Single by Jaye P. Morgan
- B-side: "Dawn"
- Published: 1955
- Released: November 1954
- Recorded: 1954
- Genre: Traditional pop
- Length: 2:37
- Label: RCA Victor
- Songwriter: Fritz Rotter a.k.a. M. Rotha
- Lyricists: Jerry Livingston, Mack David

Jaye P. Morgan singles chronology
| "I Ain't Got the Man" (1954) | "That's All I Want from You" (1954) | "Danger! Heartbreak Ahead" (1955) |

= That's All I Want from You =

"That's All I Want from You" is a popular song by Fritz Rotter (writing as "M. Rotha"), published in 1955.

The song was recorded by a number of artists, but became a major hit for Jaye P. Morgan, reaching No. 3 on the Billboard chart in the United States. The Silva-Tones re-charted the song in 1957, utilizing a somewhat bizarre arrangement blending rockabilly and doo-wop.

==Recorded versions==

- Larry Darnell recorded on January 20, 1955, released by Savoy Records as catalog number 1151
- Dean Martin recorded on November 26, 1954
- Jaye P. Morgan with Hugo Winterhalter's orchestra recorded on October 2, 1954, released by RCA Victor as catalog number 20-5896
- Bing Crosby recorded the song in 1955 for use on his radio show and it was subsequently included in the box set The Bing Crosby CBS Radio Recordings (1954-56) issued by Mosaic Records (catalog MD7-245) in 2009.

━━━

• [Stated exercise A]
According to the song article, what chart position did Jaye P. Morgan's recording reach?
• [Stated exercise B]
Which lines of the records contain the word "hair"? Pick out each such line, matching case exactly.
The song article above has no connection to the records that follow it.

━━━

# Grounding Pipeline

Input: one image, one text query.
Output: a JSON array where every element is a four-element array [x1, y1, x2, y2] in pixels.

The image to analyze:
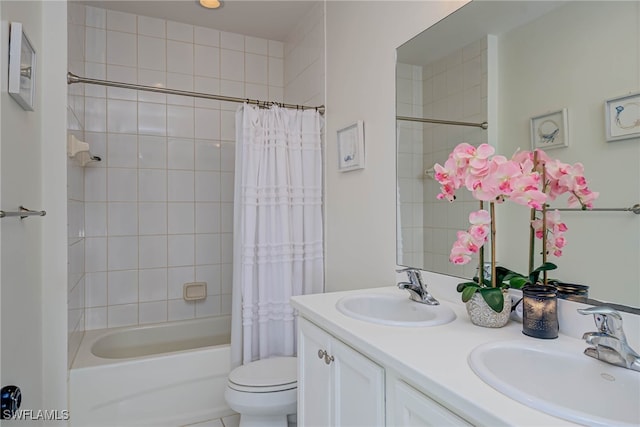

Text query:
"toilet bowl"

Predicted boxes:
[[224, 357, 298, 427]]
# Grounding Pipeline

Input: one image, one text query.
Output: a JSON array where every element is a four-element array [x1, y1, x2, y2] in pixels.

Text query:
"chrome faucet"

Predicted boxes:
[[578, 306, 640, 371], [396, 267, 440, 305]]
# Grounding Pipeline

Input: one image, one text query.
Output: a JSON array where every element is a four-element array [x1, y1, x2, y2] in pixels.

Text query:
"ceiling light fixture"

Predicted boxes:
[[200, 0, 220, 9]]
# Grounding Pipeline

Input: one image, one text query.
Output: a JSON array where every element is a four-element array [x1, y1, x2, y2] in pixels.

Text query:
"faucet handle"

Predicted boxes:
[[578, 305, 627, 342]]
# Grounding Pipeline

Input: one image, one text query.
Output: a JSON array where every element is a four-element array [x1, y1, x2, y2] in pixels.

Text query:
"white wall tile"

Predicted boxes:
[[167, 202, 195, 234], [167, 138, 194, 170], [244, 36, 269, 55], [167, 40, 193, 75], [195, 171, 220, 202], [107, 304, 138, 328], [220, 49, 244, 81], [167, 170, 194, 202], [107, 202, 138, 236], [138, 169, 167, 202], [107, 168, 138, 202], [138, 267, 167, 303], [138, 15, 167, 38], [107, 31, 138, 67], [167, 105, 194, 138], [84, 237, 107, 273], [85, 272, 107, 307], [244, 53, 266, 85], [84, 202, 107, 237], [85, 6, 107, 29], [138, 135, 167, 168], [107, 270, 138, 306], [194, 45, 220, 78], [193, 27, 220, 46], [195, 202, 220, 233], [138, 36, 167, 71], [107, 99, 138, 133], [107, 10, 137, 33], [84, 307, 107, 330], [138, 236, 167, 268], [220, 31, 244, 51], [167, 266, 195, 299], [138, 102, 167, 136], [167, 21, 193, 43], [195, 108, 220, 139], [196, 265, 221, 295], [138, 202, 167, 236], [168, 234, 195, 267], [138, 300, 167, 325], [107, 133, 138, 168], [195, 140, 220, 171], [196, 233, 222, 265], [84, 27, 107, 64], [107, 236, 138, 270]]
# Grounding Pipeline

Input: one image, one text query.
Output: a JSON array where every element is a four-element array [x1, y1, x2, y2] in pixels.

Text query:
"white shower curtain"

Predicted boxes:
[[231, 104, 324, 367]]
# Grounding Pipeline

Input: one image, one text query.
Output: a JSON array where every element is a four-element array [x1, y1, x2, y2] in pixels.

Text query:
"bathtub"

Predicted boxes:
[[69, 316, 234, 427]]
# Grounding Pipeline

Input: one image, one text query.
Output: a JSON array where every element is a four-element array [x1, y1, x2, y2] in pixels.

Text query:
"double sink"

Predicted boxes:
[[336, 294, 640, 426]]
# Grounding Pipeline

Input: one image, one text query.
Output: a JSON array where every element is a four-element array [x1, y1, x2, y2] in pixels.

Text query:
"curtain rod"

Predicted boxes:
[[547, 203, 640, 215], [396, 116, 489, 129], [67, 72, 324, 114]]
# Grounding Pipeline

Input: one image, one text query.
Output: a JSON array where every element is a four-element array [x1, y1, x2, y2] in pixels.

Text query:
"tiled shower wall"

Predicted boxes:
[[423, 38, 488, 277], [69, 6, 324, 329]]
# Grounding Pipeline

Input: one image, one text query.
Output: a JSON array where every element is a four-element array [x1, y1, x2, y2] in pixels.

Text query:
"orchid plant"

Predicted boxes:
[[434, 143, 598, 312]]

━━━

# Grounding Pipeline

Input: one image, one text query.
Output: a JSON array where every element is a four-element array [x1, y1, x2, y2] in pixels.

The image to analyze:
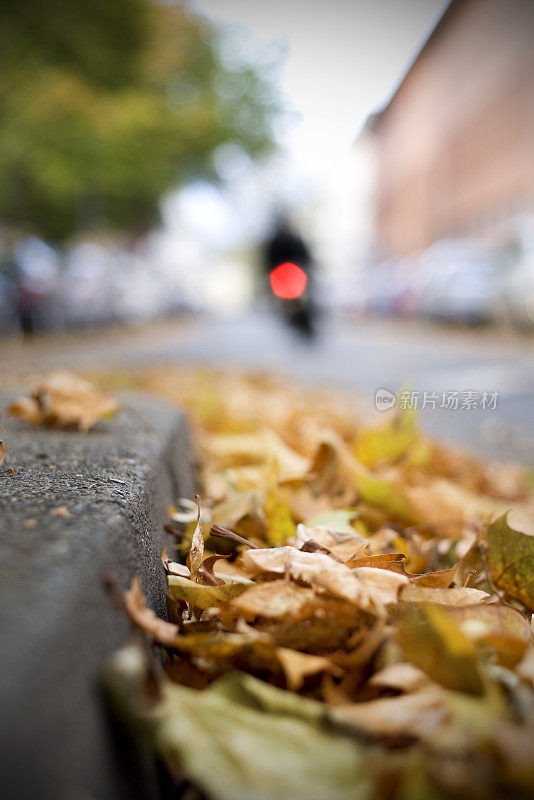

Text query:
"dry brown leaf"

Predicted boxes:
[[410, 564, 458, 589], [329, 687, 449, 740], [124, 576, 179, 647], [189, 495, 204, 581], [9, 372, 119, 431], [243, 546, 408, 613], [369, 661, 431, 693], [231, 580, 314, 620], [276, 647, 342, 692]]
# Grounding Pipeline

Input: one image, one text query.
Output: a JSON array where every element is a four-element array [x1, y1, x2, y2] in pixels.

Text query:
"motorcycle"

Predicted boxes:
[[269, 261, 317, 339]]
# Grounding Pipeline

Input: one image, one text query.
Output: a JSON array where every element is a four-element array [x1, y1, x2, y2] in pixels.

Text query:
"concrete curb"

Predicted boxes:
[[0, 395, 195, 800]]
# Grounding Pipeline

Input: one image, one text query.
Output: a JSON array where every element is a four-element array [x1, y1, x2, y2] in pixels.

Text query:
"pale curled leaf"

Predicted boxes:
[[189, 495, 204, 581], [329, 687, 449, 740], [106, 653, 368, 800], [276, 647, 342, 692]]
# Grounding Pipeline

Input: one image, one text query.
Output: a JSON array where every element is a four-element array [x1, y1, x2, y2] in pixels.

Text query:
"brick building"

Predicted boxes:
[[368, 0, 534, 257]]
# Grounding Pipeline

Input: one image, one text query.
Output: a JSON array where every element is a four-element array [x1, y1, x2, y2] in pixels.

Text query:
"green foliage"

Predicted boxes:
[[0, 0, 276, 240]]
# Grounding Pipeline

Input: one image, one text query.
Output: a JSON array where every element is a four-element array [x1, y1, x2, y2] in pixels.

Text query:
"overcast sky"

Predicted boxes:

━━━

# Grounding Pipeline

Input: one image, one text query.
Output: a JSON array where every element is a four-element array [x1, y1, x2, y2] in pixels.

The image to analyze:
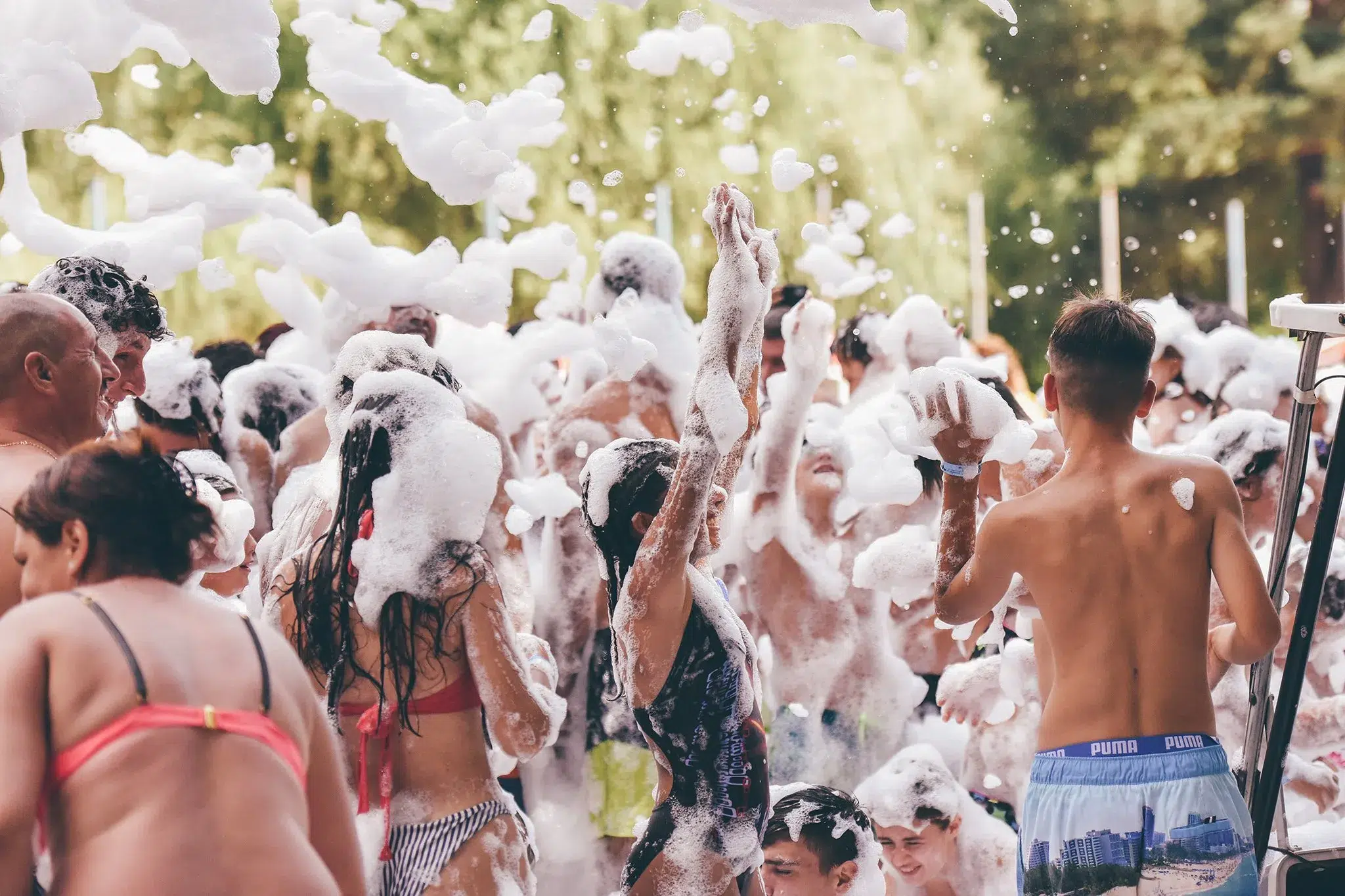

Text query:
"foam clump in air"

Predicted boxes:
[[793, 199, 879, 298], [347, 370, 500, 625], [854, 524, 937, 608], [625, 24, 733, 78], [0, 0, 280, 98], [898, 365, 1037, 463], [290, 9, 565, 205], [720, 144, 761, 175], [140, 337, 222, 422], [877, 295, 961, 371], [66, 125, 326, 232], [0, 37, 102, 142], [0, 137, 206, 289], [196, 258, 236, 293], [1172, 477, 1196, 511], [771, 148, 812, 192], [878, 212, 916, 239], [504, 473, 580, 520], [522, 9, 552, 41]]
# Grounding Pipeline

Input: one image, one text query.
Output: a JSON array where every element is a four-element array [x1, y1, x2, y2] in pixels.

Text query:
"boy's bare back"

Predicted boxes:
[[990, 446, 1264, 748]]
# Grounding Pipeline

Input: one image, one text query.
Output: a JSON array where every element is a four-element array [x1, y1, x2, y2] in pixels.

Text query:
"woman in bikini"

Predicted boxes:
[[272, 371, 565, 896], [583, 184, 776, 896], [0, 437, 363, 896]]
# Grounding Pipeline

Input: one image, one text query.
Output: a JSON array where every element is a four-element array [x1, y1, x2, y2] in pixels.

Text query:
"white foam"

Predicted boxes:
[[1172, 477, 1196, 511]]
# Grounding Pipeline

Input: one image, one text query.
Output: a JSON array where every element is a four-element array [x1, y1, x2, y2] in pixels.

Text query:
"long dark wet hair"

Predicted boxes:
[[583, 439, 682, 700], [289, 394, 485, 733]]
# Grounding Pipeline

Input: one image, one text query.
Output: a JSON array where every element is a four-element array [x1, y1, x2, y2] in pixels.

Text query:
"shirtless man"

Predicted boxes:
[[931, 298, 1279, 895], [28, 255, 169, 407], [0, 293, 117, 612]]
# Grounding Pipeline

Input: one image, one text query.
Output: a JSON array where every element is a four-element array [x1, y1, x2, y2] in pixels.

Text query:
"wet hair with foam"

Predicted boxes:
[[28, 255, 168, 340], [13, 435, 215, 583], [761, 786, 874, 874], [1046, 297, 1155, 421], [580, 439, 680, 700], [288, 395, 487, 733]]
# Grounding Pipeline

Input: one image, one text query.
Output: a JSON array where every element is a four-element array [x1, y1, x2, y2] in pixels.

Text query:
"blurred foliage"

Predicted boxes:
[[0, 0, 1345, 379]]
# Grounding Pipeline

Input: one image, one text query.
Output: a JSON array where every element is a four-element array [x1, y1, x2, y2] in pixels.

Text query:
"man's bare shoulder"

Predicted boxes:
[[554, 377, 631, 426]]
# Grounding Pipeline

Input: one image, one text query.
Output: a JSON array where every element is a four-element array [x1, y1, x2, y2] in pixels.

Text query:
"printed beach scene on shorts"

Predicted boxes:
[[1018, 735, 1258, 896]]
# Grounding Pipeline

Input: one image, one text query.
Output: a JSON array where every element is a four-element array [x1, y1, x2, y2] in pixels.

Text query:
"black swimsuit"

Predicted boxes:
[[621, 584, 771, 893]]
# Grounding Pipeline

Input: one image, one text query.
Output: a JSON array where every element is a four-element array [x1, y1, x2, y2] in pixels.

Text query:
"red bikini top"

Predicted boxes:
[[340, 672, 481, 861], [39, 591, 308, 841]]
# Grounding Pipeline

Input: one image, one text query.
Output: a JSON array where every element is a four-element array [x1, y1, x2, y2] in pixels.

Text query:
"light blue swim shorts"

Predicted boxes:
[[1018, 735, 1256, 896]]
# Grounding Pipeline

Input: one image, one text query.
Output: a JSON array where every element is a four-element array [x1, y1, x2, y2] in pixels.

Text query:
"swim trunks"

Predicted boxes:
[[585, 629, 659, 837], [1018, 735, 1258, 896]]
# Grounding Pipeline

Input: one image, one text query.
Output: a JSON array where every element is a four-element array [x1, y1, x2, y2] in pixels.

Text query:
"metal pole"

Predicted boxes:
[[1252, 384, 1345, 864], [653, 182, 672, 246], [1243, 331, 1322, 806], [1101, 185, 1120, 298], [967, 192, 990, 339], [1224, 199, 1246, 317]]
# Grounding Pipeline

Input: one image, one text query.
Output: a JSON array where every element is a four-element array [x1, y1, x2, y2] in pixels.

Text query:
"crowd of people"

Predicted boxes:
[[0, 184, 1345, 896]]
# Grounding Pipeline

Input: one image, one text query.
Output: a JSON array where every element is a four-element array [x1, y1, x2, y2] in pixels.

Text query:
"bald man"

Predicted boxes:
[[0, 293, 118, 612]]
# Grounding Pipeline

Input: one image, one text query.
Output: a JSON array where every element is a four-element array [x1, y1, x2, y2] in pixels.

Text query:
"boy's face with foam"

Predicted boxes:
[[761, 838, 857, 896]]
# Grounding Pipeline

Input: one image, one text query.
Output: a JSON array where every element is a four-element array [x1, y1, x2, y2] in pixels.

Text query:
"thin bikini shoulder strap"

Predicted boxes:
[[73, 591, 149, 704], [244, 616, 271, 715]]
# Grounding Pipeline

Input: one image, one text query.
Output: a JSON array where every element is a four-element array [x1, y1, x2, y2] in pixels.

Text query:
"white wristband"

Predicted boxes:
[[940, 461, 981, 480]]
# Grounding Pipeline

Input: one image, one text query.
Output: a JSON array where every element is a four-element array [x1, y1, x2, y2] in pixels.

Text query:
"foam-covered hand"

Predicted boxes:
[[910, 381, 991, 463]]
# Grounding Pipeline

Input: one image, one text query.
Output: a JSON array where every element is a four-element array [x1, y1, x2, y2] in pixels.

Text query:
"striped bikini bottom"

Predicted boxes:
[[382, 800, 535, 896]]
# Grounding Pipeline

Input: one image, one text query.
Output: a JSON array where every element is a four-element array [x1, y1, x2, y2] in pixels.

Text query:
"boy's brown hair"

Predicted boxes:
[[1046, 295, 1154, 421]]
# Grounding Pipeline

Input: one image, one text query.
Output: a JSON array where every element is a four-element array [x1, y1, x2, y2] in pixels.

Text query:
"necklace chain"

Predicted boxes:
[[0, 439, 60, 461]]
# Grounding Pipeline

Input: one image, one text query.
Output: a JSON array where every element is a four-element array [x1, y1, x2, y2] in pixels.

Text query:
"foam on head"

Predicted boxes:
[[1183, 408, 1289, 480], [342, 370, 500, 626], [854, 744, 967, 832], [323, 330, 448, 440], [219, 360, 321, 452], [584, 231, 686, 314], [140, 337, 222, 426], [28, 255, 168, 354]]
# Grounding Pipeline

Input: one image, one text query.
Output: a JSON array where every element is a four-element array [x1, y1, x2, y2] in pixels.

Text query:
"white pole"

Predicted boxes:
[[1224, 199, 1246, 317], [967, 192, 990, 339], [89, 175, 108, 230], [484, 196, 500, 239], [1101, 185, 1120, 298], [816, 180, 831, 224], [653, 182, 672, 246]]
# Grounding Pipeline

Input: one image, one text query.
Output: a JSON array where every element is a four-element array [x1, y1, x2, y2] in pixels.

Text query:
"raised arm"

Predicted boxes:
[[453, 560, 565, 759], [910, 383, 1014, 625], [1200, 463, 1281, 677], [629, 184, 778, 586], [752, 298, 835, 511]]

━━━

• [Full output A]
No. 3 on the Billboard chart in the United States.

• [Full output B]
"long dark wet hair"
"wet hair with foam"
"boy's brown hair"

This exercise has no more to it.